● **Selected extract**
== Segment start ==

The TFSA (tax-free savings account) allows investors to earn tax-free returns on a specified amount called contribution room. For this year, the CRA (Canada Revenue Agency) has set the contribution room at $7,000, while the cumulative limit for a person 18 and above in 2009 would be $95,000. So, investors should look to add quality growth stocks to their TFSA to earn oversized returns in the long run. Here are my two top picks.
Celestica
Celestica (TSX:CLS) offers design, manufacturing, hardware platform, and supply chain solutions to a broad customer base covering different sectors. It utilizes its global expertise to provide insights at every stage of product development. Given its solid first-quarter performances and exposure to high-growth sectors, such as electronics manufacturing services and artificial intelligence, the company has delivered impressive returns of 109% this year.
In the March-ending quarter, the company posted revenue of $2.2 billion, representing a 20% increase from the previous year’s quarter. It also beat management’s guidance. Its CCS (Connectivity & Cloud Solutions) segment reported year-over-year growth of 38%, which overcame the decline of 3% in its ATS (Advanced Technology Solutions) segment to drive its revenue growth. Along with sales growth, the expansion of gross margin and lower SG&A (selling, general, and administrative) and finance expenses drove its adjusted EPS (earnings per share), which rose by 83%.
Meanwhile, Celestic’s upward momentum could continue as the expansion of artificial intelligence and machine learning usage has increased the demand for high-speed computing switches, thus expanding its addressable market. The company also continues developing advanced products to meet customer needs and strengthen its footprint. Considering all these factors, I believe its growth prospects look healthy.
Although Celestics’s stock price has more than doubled this year, it still looks attractive. The company trades at an NTM (next 12 months) price-to-earnings multiple of 17.7, making it an excellent long-term buy.
WELL Health Technologies
The second growth stock I am bullish on is WELL Health Technologies (TSX:WELL), which offers products and services to aid healthcare professionals in delivering positive outcomes. It had reported an impressive first-quarter performance earlier this month, with its revenue growing by 37%. Along with organic growth of 13%, its acquisitions over the last four quarters drove its sales. The digital health solutions provider had 1.3 million patient visits during the quarter, representing a 34% increase from the previous year’s quarter.

== Segment end ==

● **Assignment A**
From the article on TFSA growth stocks, output the passage starting at "Meanwhile, Celestic’s upward" and ending at "prospects look healthy.".
● **Assignment B**
According to the article on TFSA growth stocks, how much revenue did Celestica post in the March-ending quarter?
Use only the article on TFSA growth stocks to respond.

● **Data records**

== Segment start ==

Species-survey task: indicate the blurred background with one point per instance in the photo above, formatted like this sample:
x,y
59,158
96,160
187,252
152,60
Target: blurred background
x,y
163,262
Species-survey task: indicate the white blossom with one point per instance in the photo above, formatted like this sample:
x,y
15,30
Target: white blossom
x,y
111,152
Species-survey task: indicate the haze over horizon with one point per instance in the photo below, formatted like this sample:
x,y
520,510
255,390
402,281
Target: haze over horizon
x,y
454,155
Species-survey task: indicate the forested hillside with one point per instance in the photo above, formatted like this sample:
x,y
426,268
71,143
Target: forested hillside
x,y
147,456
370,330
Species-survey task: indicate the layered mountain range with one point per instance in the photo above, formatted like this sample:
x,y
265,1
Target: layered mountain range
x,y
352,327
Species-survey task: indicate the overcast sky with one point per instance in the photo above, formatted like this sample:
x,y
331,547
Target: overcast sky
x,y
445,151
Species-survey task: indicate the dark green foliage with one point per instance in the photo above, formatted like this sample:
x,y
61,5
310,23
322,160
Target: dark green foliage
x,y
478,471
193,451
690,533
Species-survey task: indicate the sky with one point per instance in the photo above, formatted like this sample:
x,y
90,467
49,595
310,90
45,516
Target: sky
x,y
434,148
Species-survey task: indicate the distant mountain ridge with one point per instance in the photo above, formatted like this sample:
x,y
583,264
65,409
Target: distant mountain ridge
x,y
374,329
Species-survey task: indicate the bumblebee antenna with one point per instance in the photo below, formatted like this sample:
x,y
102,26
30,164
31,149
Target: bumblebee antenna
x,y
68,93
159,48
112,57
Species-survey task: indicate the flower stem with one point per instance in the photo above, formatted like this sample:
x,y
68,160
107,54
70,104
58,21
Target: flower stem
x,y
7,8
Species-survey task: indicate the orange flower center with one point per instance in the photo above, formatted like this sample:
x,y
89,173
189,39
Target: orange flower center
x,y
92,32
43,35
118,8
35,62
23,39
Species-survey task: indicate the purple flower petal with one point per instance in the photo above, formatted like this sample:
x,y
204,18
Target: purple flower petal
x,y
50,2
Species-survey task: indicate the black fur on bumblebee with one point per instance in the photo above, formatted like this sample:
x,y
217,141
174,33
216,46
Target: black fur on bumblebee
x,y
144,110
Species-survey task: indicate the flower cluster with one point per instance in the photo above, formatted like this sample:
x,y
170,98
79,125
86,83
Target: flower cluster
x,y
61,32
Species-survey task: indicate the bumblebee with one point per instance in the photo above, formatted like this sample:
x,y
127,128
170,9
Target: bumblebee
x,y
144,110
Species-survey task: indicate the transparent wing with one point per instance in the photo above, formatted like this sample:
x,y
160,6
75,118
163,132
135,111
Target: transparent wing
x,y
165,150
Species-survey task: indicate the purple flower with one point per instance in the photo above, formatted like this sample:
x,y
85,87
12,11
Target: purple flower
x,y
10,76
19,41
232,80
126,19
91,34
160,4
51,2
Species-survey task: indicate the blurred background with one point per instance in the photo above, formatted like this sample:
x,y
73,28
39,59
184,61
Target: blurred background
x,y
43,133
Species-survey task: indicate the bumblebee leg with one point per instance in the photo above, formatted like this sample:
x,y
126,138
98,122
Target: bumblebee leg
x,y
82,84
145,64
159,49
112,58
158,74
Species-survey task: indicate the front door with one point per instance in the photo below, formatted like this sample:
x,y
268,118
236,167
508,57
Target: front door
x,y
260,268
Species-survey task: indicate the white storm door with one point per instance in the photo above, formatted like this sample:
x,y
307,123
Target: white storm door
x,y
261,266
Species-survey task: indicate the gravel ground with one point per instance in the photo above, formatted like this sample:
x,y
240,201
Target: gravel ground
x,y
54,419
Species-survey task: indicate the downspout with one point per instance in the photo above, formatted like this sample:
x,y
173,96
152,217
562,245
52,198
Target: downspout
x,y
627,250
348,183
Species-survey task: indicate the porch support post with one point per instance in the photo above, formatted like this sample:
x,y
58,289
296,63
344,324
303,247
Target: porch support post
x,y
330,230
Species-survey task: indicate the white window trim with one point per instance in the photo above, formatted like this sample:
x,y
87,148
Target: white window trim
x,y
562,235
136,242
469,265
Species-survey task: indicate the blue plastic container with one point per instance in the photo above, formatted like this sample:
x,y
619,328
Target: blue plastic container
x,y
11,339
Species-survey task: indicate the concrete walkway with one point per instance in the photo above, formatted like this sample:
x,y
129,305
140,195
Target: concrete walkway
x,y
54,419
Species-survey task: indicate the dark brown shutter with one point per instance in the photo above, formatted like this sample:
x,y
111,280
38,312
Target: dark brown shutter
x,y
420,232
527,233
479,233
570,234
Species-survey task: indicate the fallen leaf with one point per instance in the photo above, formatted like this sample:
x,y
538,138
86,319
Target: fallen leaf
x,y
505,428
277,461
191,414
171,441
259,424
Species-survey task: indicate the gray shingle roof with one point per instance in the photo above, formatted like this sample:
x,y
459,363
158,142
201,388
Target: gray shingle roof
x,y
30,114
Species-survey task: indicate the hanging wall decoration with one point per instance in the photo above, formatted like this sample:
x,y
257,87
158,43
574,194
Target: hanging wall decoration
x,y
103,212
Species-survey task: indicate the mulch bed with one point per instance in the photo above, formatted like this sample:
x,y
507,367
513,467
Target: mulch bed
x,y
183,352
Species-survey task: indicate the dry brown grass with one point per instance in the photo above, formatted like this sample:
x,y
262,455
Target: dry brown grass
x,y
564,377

== Segment end ==

● **Response A**
Meanwhile, Celestic’s upward momentum could continue as the expansion of artificial intelligence and machine learning usage has increased the demand for high-speed computing switches, thus expanding its addressable market. The company also continues developing advanced products to meet customer needs and strengthen its footprint. Considering all these factors, I believe its growth prospects look healthy.

● **Response B**
$2.2 billion